Extracted text
-*-

Big Brother is a 2007 Indian Hindi vigilante action film directed by Guddu Dhanoa, which starred Sunny Deol and Priyanka Chopra in the lead roles. This film is loosely based on the Rajinikanth starrer Tamil film Baashha. This was supposed to be Priyanka Chopra's first release in 2002 but was delayed by almost 5 years.

Plot
Big Brother is a story set in modern India which revolves around a small middle-class family composed of Dev Sharma (Sunny Deol), his wife Aarti (Priyanka Chopra), his mother Sitadevi (Farida Jalal), brother Akash (Imran Khan) and sister Prachi. Although they lead a simple and peaceful lifestyle, an incident occurs that changes their lives forever. The family is left with no choice but to leave Delhi and move to Mumbai in disguise. They start life afresh, and all seems well until the ghosts of the past surface again. Things reach a point when Dev Sharma is prodded by his mother to take a course of action which not only avenges their plight but also takes on the cause of the aggrieved in the country as a whole. The movement so created gets the support of the women at large and the infirm who proudly proclaim him to be their Big Brother.

Cast 

Sunny Deol as Devdhar Sharma/Devhar Gandhi (dual role)
Priyanka Chopra as Aarti Sharma (née Gandhi)

-*-

A data block
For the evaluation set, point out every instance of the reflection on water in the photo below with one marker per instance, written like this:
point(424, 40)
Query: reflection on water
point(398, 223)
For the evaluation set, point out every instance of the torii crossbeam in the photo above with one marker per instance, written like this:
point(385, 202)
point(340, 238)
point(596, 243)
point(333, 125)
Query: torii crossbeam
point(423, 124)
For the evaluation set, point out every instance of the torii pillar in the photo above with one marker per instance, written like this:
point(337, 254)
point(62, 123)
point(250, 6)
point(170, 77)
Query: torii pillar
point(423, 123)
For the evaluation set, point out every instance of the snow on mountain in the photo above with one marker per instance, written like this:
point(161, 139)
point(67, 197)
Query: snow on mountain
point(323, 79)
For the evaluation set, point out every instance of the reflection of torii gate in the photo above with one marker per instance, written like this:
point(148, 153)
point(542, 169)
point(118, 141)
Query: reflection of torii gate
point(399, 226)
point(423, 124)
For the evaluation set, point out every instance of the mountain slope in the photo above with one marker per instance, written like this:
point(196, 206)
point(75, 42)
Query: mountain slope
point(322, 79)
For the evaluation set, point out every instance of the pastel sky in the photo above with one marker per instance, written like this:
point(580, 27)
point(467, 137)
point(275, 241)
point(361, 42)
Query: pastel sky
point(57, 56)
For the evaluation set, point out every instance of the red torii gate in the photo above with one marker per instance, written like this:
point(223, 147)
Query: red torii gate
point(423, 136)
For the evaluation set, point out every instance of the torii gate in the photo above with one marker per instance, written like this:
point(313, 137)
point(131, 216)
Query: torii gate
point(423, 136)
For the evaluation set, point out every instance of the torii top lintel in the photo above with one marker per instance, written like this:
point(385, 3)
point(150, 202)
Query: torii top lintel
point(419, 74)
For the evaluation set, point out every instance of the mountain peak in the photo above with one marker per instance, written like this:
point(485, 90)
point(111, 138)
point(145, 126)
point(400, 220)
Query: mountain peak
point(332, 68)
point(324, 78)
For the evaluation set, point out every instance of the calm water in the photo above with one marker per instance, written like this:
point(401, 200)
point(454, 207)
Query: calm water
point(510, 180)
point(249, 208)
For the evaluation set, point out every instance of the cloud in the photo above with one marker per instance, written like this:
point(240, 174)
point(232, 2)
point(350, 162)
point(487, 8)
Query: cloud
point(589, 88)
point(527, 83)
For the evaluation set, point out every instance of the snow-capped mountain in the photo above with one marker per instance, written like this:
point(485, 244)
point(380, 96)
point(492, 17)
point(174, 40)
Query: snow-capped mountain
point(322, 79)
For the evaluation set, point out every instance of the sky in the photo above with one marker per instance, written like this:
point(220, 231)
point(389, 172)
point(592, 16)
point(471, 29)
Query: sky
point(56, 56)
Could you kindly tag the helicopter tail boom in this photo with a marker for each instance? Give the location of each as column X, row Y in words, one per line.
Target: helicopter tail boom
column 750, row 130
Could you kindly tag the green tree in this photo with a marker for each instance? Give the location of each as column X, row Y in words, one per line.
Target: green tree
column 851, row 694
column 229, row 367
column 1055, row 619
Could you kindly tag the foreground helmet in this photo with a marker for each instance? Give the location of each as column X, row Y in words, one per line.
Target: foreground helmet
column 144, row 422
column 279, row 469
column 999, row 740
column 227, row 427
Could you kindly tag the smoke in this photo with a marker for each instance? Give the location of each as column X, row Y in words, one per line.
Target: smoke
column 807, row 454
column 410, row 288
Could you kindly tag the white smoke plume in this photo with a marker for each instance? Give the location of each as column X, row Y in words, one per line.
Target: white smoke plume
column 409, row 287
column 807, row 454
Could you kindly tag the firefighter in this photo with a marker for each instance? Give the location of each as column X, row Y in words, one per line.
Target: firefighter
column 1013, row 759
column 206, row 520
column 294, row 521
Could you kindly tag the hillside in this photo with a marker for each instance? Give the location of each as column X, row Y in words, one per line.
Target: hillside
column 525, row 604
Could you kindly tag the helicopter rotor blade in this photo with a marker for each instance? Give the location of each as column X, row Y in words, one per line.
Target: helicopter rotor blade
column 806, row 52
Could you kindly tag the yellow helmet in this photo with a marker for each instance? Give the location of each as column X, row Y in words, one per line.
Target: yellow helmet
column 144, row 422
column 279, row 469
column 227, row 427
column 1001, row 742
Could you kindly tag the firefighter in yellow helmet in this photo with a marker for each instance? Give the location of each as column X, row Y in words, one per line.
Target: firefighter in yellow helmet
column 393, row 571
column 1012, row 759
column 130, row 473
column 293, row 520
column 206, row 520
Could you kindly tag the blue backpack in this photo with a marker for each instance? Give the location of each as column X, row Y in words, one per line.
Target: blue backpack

-*-

To do
(1) Can you update the film article by giving everything from "Big Brother is a 2007" down to "almost 5 years." again, with "lead roles" replaced by "main roles"?
(2) Could you lay out everything from the start of the entries down to the line containing "point(398, 223)" as a numbered list, leaving out any blank lines?
The film article and the entries come from unrelated sources.

Solved problems
(1)
Big Brother is a 2007 Indian Hindi vigilante action film directed by Guddu Dhanoa, which starred Sunny Deol and Priyanka Chopra in the main roles. This film is loosely based on the Rajinikanth starrer Tamil film Baashha. This was supposed to be Priyanka Chopra's first release in 2002 but was delayed by almost 5 years.

(2)
1. For the evaluation set, point out every instance of the reflection on water in the photo below with one marker per instance, written like this:
2. point(424, 40)
3. Query: reflection on water
4. point(398, 223)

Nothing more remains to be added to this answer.